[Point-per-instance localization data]
————

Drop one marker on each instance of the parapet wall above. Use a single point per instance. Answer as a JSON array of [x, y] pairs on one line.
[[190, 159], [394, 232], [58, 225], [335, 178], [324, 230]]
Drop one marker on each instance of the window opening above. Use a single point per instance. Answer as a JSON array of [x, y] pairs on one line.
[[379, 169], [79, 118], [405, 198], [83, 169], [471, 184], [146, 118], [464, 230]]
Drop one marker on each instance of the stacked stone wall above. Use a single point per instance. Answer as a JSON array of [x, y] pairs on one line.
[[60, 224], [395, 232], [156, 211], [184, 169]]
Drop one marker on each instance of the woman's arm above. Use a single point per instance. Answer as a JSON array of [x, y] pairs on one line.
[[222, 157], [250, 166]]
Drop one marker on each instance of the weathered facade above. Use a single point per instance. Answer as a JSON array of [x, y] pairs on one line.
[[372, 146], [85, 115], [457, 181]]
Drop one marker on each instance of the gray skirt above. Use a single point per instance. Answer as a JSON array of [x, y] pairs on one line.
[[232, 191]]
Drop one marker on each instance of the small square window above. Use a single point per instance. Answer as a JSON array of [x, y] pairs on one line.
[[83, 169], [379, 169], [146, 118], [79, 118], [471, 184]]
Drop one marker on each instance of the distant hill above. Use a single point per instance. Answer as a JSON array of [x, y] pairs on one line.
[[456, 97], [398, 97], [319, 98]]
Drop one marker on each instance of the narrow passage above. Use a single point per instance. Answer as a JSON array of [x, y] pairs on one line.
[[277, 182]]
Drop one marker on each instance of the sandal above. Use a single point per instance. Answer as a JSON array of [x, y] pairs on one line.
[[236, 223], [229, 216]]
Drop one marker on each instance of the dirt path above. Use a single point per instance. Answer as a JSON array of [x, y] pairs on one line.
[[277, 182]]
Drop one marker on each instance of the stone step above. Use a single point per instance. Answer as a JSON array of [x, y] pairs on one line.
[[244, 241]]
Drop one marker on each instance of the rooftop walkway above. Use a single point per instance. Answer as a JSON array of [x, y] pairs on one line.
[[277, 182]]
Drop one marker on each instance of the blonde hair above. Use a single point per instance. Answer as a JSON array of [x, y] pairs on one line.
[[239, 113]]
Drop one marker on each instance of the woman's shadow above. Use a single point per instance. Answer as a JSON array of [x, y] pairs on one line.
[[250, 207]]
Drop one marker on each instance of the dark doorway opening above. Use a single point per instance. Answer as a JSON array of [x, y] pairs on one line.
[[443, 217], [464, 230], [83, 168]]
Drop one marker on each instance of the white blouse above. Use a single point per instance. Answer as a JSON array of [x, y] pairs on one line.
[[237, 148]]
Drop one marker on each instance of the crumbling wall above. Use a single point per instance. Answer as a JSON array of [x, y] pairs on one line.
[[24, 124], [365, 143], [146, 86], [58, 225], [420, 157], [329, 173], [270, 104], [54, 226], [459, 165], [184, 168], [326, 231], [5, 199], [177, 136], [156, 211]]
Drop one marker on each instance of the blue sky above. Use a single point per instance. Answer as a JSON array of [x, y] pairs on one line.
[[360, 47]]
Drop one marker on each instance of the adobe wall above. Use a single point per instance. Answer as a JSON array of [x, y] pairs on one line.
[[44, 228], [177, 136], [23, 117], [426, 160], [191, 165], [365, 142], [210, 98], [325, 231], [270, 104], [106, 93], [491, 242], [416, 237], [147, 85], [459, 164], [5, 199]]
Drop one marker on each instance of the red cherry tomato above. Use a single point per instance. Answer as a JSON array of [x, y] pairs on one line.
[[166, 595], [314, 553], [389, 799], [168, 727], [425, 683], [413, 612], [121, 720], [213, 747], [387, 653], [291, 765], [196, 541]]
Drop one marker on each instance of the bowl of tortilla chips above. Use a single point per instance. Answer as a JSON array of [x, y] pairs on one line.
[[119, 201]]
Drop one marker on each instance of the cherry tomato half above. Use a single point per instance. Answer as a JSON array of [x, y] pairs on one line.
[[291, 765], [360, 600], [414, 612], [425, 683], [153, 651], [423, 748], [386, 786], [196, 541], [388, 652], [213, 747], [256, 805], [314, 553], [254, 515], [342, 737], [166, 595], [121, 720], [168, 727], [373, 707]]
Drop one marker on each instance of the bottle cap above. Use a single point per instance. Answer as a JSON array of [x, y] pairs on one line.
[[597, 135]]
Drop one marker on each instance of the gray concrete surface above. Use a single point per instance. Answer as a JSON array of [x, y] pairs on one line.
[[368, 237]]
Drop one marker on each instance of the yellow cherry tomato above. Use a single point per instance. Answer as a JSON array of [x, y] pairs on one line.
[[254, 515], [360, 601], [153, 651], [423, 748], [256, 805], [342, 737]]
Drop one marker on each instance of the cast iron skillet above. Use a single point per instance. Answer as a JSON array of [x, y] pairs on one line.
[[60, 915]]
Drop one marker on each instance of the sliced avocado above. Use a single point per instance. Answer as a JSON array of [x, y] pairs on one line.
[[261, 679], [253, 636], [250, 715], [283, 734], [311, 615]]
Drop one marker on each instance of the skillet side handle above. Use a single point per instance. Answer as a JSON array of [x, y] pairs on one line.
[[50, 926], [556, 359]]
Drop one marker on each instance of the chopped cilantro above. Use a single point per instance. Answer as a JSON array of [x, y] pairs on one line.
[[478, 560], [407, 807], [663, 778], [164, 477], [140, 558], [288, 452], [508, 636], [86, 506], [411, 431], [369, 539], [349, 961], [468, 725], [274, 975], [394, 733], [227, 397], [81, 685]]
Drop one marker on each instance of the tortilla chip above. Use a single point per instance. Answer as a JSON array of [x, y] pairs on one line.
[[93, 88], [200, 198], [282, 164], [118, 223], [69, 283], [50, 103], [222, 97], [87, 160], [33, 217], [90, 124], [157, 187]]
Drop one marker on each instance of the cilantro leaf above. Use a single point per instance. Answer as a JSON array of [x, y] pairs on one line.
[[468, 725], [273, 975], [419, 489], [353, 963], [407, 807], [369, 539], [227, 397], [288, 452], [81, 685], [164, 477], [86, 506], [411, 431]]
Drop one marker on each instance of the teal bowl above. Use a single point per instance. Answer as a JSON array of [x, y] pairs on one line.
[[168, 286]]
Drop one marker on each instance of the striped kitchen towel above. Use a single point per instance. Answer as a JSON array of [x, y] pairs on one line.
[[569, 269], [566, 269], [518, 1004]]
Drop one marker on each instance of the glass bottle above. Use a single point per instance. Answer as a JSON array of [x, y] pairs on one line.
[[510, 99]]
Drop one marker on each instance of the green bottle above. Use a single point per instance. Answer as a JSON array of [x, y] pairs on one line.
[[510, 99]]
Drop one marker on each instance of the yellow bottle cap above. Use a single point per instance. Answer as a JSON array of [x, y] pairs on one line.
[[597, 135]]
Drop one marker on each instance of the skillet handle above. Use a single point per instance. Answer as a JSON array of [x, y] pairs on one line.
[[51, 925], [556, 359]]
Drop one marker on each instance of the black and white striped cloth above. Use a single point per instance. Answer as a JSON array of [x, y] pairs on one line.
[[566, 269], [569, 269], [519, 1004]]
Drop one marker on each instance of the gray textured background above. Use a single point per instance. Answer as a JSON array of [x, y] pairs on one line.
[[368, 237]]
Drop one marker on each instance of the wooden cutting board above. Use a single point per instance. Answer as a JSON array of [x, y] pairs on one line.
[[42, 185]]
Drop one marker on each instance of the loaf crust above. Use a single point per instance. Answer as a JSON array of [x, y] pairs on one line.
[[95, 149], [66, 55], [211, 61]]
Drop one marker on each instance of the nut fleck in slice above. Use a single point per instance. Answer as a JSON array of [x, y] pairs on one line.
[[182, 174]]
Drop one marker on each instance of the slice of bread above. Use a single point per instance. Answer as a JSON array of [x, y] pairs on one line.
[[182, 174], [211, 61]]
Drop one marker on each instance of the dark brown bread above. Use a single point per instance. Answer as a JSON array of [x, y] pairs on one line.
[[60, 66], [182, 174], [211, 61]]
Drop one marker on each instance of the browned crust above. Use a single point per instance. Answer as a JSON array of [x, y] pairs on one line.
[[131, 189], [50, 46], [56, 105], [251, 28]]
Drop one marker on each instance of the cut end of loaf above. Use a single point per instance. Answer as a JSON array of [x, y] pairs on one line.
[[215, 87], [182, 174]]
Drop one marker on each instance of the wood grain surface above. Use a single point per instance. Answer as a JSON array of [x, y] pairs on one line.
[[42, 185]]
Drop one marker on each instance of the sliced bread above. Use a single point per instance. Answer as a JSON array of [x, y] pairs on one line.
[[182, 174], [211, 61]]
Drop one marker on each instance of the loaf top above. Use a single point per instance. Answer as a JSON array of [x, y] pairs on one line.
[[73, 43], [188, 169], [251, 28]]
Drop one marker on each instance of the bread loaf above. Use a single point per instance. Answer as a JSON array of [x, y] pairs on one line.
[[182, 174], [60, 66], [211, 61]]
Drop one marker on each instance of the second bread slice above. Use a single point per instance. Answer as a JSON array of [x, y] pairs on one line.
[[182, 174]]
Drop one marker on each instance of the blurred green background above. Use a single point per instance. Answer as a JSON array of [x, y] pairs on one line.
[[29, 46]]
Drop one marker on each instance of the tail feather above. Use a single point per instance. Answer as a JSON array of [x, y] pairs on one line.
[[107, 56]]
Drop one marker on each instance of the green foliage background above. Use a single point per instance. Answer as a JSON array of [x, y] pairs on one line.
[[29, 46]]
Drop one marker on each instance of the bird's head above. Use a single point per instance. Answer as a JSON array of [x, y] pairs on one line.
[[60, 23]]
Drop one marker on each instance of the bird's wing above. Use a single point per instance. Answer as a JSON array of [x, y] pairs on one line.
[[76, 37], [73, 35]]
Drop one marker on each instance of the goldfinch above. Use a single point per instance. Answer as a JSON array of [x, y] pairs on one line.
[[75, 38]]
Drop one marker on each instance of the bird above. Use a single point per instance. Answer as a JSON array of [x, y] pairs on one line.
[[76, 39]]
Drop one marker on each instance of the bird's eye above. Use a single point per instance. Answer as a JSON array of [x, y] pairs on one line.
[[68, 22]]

————

Repeat, without changes, every line from the one that contains "Drop one marker on each instance of the bird's wing" through the final line of the data.

RESULT OF THIS TASK –
Drop one marker on each instance of the bird's wing above. Use a single point per instance. Answer as a JSON array of [x, y] pairs on one line.
[[76, 37], [73, 35]]
Drop one marker on each instance of the goldfinch above. Use a single point per instance. Answer as a JSON array of [x, y] pairs on one line.
[[75, 38]]
Drop one marker on each instance of the bird above. Use a single point per instance. Answer as a JSON array of [x, y] pairs on one line.
[[76, 39]]
Drop one marker on each instance of the bird's eye above. Use a single point per instance. Answer as a JSON array of [x, y] pairs on one line.
[[68, 22]]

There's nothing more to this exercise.